→ **Page**
The IRS also has been working with the tax industry and state revenue departments as part of the Security Summit initiative to continue strengthening processing systems to protect taxpayers from identity theft and refund fraud. A number of new provisions are being added in 2017 to expand progress made during the past year.
Refunds in 2017
Choosing e-file and direct deposit for refunds remains the fastest and safest way to file an accurate income tax return and receive a refund.
The IRS still anticipates issuing more than nine out of 10 refunds in less than 21 days, but there are some important factors to keep in mind for taxpayers.
Beginning in 2017, a new law requires the IRS to hold refunds on tax returns claiming the Earned Income Tax Credit or the Additional Child Tax Credit until mid-February. Under the change required by Congress in the Protecting Americans from Tax Hikes (PATH) Act, the IRS must hold the entire refund — even the portion not associated with the EITC and ACTC — until at least Feb. 15. This change helps ensure that taxpayers get the refund they are owed by giving the IRS more time to help detect and prevent fraud.

→ **List of tasks**
1. Translate this sentence from the passage on 2017 tax refunds into Spanish: "Choosing e-file and direct deposit for refunds remains the fastest and safest way to file an accurate income tax return and receive a refund."
2. Print the part of the passage on 2017 tax refunds between "Refunds in 2017" and "and prevent fraud.", inclusive.
The lines that come after this passage are from a separate source.

→ **Supplied material**
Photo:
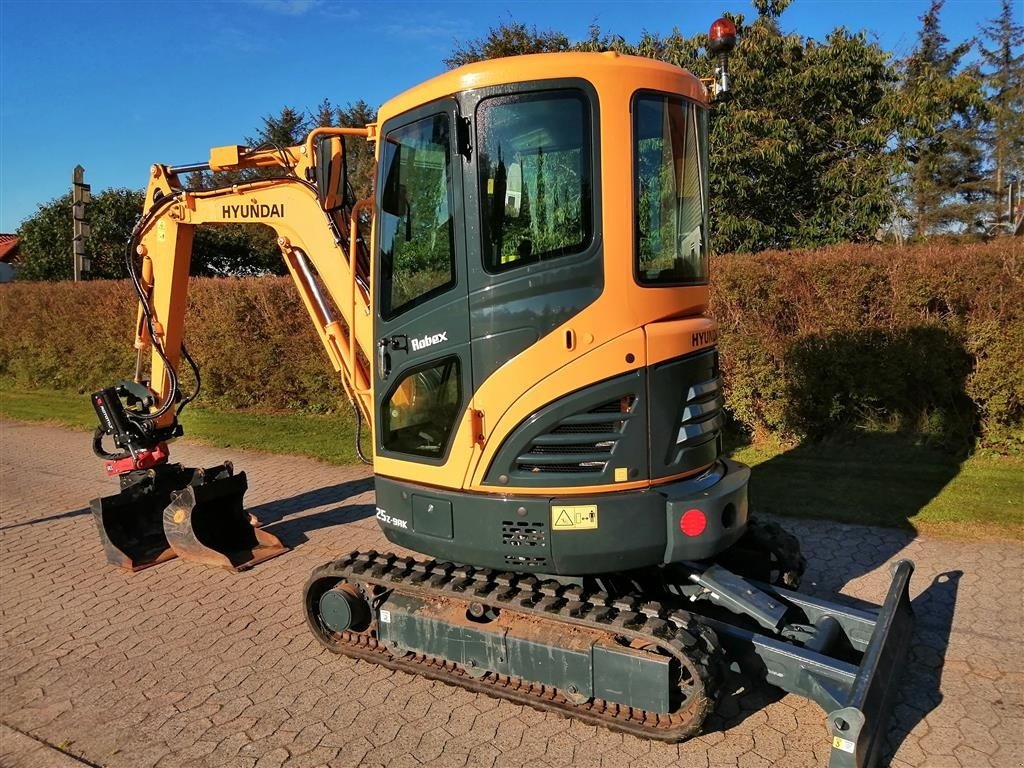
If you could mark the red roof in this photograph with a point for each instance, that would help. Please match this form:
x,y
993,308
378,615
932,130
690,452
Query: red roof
x,y
8,248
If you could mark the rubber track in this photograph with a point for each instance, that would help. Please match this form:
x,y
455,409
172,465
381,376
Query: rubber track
x,y
675,632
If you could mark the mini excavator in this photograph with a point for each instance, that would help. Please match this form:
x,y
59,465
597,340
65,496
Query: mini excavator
x,y
518,313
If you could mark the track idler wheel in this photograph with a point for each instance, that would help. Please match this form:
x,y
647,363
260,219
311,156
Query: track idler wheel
x,y
343,608
768,553
206,522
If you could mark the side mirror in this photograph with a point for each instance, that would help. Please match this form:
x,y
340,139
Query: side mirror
x,y
332,172
513,190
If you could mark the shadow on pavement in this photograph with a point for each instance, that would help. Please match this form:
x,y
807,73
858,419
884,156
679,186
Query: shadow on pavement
x,y
286,520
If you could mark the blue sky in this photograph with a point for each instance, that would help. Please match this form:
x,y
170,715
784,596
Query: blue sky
x,y
119,85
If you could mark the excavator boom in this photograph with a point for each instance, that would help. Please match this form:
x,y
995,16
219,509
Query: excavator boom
x,y
164,509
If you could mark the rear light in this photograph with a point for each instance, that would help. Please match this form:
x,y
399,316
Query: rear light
x,y
693,522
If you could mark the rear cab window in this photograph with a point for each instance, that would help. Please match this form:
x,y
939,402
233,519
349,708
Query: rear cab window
x,y
670,160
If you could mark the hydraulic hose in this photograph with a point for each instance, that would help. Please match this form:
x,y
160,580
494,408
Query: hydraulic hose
x,y
358,434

→ **Answer set**
1. Elegir la presentación electrónica y el depósito directo para los reembolsos sigue siendo la forma más rápida y segura de presentar una declaración de impuestos sobre la renta precisa y recibir un reembolso.

2.
Refunds in 2017
Choosing e-file and direct deposit for refunds remains the fastest and safest way to file an accurate income tax return and receive a refund.
The IRS still anticipates issuing more than nine out of 10 refunds in less than 21 days, but there are some important factors to keep in mind for taxpayers.
Beginning in 2017, a new law requires the IRS to hold refunds on tax returns claiming the Earned Income Tax Credit or the Additional Child Tax Credit until mid-February. Under the change required by Congress in the Protecting Americans from Tax Hikes (PATH) Act, the IRS must hold the entire refund — even the portion not associated with the EITC and ACTC — until at least Feb. 15. This change helps ensure that taxpayers get the refund they are owed by giving the IRS more time to help detect and prevent fraud.